TEXTO FUENTE:
■ ■ ■ ■ ■
Escrito por: Francesc Sans
Publicado el
Para el público de
habla hispana son desconocidas las más de una treintena de entrevistas
que Jules Verne concedió, a periodistas y admiradores, en su casa de
Amiens. Celoso de su intimidad y reacio a alterar su ritmo de trabajo y
vida, no era fácil convencer al escritor bretón para que se dejara hacer
una interviú, como se decía entonces.
En el sitio web del insigne verniano Ariel Pérez
podemos encontrar seis, traducidas por él, y que amablemente nos ha
permitido acceder a la que le mostramos, quizá menos conocida que las
concedidas a Robert H. Sherard, que le hizo dos entrevistas, la primera
en 1889, en la que se hizo acompañar por la también periodista Nellie
Bly (Elizabeth Jane Cochran,1864 -1922), intrépida reportera que
emulando a Phileas Fogg se lanzó a dar la vuelta al mundo, pero
lográndolo en 72 días. O la visita que le hizo Edmondo De Amicis, que
luego relató en sus memorias el célebre escritor italiano. Pero aquí les
presentamos la última entrevista de Verne, cuando al escritor le
quedaban poco más de nueve meses de vida. La entrevista se la hizo el
periodista británico Gordon Jones.
Javier Coria
Jules Verne en casa
Por: Gordon Jones
Había escrito desde París solicitándole
al veterano novelista el honor de una entrevista y me fue gratificante
el hecho de que a mi regreso a Amiens me esperaba una tarjeta con esta
simple inscripción “Mañana jueves, a las diez de la mañana”. De acuerdo
con la hora fijada, me presenté en su residencia situada en el No. 44
Boulevard Longueville, una casa grande, pero modesta, típicamente
francesa con pesadas ventanas. Al darle mi nombre a la sirvienta, fui
guiado inmediatamente hacia la sala donde lo esperé.
Unos minutos después el señor Verne
entró y después de unas corteses palabras de bienvenida se sentó en un
gran sillón y amablemente comenzó la conversación.
Físicamente, el autor de Cinco semanas en globo
es un hombre bien forjado, de una estatura un poco por debajo de la
media, su mirada zarca y simpática y una corta barba plateada. Siempre
viste con un modesto traje negro y cuando está en casa usa una gorra
puntiaguda de tela fina, la cual le es necesaria debido a los frecuentes
ataques de un viejo enemigo: el reumatismo.
No hay sobre su persona el rastro más
ligero de ostentación. Es singularmente reservado en sus palabras y
modales y su vida entera -cualquier habitante de la ciudad pudiera
contarle- es, calmada y sin pretensiones, la de un hombre retirado del
mundo, la de un simple hombre de campo, que raramente hace visitas, en
muy pocas ocasiones recibe y sólo se consagra a su familia y sus libros.
Mi primera pregunta fue
naturalmente con respecto a su vista, sobre la cual han aparecido,
recientemente, noticias contradictorias en los periódicos ingleses.
■ ■ ■ ■ ■
MATERIAL PROPORCIONADO:
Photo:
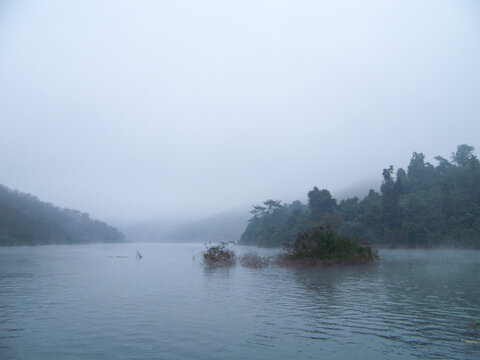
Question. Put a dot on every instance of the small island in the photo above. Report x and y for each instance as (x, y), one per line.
(318, 246)
(323, 246)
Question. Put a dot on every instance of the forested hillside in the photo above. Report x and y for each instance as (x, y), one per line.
(423, 206)
(25, 220)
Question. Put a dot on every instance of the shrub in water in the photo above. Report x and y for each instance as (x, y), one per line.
(220, 254)
(253, 260)
(323, 246)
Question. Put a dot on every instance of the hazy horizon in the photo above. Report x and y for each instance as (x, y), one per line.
(132, 111)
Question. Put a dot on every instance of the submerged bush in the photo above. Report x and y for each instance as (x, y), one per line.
(220, 254)
(323, 246)
(254, 261)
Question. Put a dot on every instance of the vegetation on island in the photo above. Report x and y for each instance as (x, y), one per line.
(219, 254)
(318, 246)
(323, 246)
(422, 206)
(25, 220)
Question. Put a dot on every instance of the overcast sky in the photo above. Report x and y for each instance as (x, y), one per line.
(136, 109)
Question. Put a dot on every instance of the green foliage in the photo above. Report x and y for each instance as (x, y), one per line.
(25, 220)
(424, 206)
(322, 243)
(320, 202)
(220, 254)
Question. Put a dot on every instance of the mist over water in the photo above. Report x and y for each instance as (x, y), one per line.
(98, 301)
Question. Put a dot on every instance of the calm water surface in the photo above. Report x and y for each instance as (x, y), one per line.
(99, 302)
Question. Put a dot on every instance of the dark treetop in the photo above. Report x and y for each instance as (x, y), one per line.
(423, 206)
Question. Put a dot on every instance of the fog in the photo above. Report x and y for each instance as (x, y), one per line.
(133, 110)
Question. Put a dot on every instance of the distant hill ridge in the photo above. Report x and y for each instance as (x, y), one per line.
(25, 220)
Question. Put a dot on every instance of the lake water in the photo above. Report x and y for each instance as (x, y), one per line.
(90, 302)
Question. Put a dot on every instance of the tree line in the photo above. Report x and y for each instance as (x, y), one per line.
(422, 206)
(25, 220)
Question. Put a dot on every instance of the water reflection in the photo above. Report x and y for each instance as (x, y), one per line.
(83, 303)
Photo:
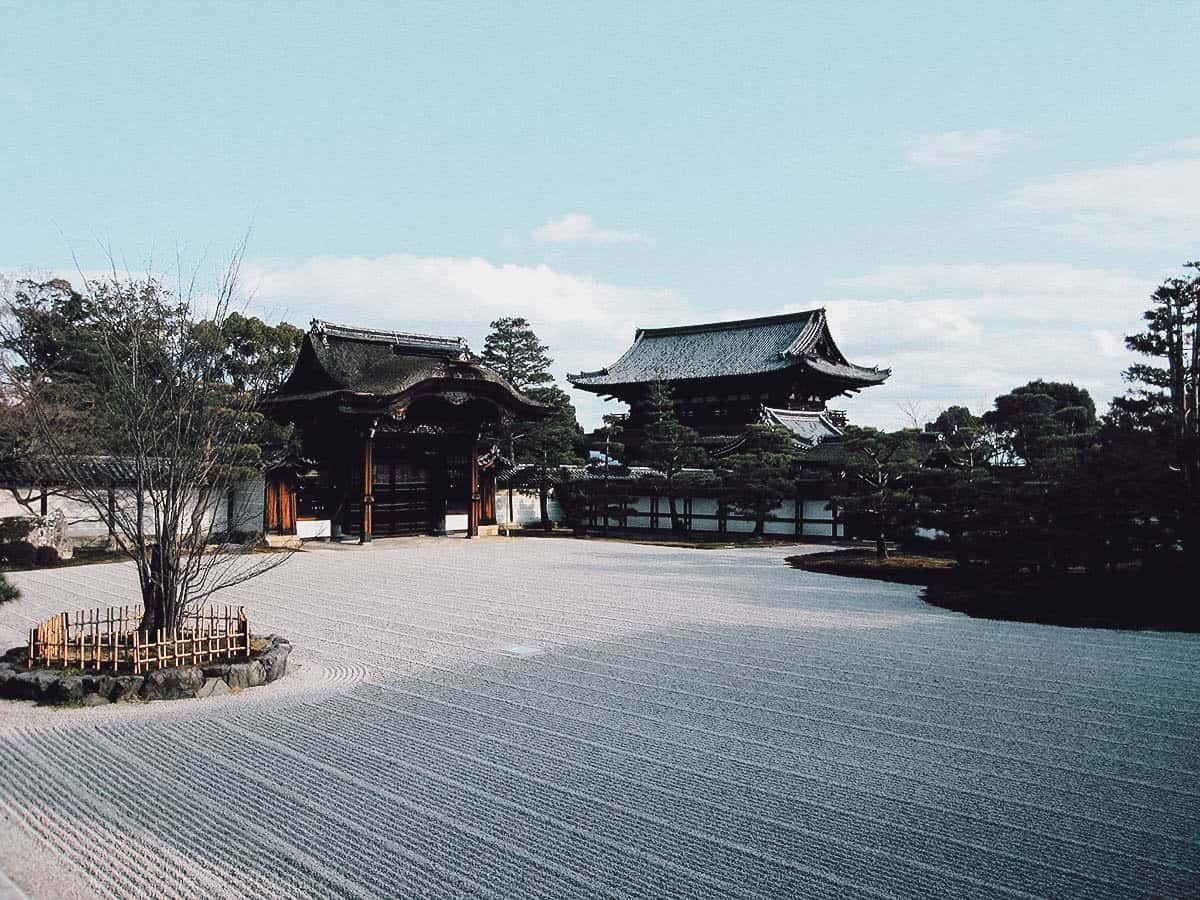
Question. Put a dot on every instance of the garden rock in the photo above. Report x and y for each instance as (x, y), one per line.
(213, 688)
(36, 685)
(172, 684)
(100, 684)
(16, 655)
(126, 689)
(246, 675)
(66, 689)
(275, 660)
■ ■ ■ ■ ■
INSTRUCCIÓN ESCRITA 1: Transcribe del texto sobre la última entrevista a Jules Verne el fragmento que va entre "En el sitio" y "británico Gordon Jones.", ambos incluidos.
INSTRUCCIÓN ESCRITA 2: Enumera todas las líneas del listado que contengan la palabra "island", distinguiendo entre mayúsculas y minúsculas.

RESULTADO 1:
En el sitio web del insigne verniano Ariel Pérez
podemos encontrar seis, traducidas por él, y que amablemente nos ha
permitido acceder a la que le mostramos, quizá menos conocida que las
concedidas a Robert H. Sherard, que le hizo dos entrevistas, la primera
en 1889, en la que se hizo acompañar por la también periodista Nellie
Bly (Elizabeth Jane Cochran,1864 -1922), intrépida reportera que
emulando a Phileas Fogg se lanzó a dar la vuelta al mundo, pero
lográndolo en 72 días. O la visita que le hizo Edmondo De Amicis, que
luego relató en sus memorias el célebre escritor italiano. Pero aquí les
presentamos la última entrevista de Verne, cuando al escritor le
quedaban poco más de nueve meses de vida. La entrevista se la hizo el
periodista británico Gordon Jones.

RESULTADO 2:
Question. Put a dot on every instance of the small island in the photo above. Report x and y for each instance as (x, y), one per line.
Question. Put a dot on every instance of the vegetation on island in the photo above. Report x and y for each instance as (x, y), one per line.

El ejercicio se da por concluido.